Detailed Analysis of the Scrapy Framework | Python Basics Series

1. Overview of the Scrapy Framework

What is Scrapy?

Scrapy is an open-source web crawling framework written in Python, specifically designed for quickly and efficiently scraping data from websites. It provides a complete solution for spider development, including request scheduling, data extraction, and data storage functionalities.

Core Advantages of Scrapy

  • High Performance: Asynchronous processing, supports concurrent requests
  • Scalable: Middleware system, easy to customize
  • Complete Functionality: Built-in data pipelines, middleware, and schedulers
  • Active Community: Rich extensions and plugins

2. Detailed Architecture of Scrapy

Component Architecture Diagram

Engine (Engine)
    ↑↓
Scheduler (Scheduler)
    ↑↓
Downloader (Downloader)
    ↑↓
Spiders (Spiders)
    ↑↓
Item Pipeline (Item Pipeline)
    ↑↓
Downloader Middlewares (Downloader Middlewares)
    ↑↓
Spider Middlewares (Spider Middlewares)
════════════════
Exercise A: List the core advantages of Scrapy that the Scrapy page names, using the heading of each one.
Exercise B: In the listing, copy the lines starting at the line with "segment **white dishwasher**" and continuing up to and including the line with "[[[133,263],[183,239],[183,173],[133,179]]]".

(Labeling and segmentation records)
════════════════
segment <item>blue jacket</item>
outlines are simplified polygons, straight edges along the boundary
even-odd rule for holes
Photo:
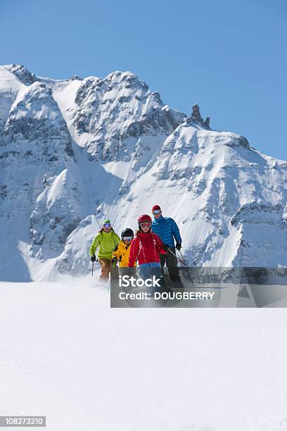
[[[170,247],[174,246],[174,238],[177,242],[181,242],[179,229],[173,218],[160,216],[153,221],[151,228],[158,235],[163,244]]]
════════════════
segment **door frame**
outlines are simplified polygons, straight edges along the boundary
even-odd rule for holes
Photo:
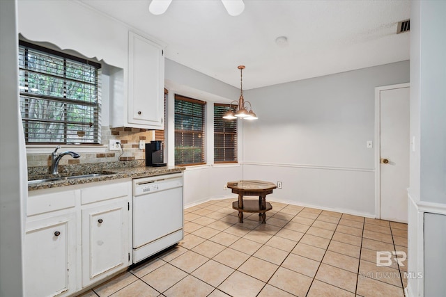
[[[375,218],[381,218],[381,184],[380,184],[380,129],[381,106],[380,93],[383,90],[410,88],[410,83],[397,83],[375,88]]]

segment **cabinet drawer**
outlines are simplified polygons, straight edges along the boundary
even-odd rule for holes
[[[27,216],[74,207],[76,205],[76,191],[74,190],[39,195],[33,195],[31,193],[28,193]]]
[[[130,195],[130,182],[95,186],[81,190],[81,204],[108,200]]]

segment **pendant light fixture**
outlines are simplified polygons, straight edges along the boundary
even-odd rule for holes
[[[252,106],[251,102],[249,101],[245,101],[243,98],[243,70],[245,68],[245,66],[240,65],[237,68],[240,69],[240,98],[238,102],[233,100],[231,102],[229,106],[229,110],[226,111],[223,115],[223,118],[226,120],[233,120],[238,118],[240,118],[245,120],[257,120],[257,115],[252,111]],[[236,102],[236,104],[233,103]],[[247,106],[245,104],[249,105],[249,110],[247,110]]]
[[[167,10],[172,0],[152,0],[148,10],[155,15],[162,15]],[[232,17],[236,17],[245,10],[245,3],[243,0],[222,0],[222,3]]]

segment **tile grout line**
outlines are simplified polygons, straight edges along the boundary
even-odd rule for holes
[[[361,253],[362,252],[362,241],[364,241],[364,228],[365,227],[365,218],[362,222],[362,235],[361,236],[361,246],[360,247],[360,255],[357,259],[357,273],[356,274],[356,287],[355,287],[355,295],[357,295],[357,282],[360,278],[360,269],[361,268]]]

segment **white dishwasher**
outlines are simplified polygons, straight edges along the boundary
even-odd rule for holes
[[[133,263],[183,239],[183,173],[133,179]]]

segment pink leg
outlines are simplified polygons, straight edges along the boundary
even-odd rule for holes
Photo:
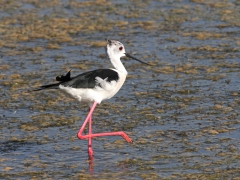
════════════════
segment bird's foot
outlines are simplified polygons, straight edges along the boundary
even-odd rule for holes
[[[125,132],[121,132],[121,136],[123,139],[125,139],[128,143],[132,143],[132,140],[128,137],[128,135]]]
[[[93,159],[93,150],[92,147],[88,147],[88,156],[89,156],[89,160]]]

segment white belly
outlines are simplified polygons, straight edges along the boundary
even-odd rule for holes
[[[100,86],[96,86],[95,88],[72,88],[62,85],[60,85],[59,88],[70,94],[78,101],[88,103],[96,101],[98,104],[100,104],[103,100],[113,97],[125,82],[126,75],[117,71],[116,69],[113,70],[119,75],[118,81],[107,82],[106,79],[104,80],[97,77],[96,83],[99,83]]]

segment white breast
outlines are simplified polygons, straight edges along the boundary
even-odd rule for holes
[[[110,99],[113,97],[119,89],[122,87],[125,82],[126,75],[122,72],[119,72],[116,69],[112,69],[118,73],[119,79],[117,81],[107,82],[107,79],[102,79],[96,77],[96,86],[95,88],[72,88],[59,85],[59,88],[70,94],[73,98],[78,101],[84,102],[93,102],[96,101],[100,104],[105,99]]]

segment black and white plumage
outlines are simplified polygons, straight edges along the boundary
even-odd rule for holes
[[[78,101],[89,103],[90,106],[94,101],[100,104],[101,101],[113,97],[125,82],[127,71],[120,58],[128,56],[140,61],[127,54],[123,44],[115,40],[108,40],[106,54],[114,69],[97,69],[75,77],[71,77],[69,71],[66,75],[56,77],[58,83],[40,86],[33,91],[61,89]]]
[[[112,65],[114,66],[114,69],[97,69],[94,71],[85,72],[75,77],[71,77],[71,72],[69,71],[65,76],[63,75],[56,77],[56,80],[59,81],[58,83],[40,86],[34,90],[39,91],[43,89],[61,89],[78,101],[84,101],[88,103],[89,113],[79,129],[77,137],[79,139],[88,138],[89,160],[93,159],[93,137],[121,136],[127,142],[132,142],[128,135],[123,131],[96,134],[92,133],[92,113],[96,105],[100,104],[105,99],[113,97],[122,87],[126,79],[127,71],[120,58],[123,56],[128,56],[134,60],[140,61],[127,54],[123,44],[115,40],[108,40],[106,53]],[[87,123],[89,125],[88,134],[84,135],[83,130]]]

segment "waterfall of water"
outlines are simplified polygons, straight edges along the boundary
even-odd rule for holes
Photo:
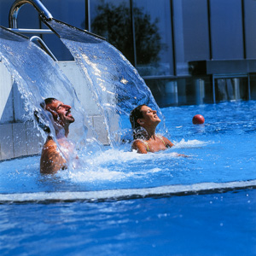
════════════════
Worked answer A:
High Performance
Scalable
Complete Functionality
Active Community

Worked answer B:
segment **white dishwasher**
outlines are simplified polygons, straight edges along the boundary
even-odd rule for holes
[[[133,263],[183,239],[183,173],[133,179]]]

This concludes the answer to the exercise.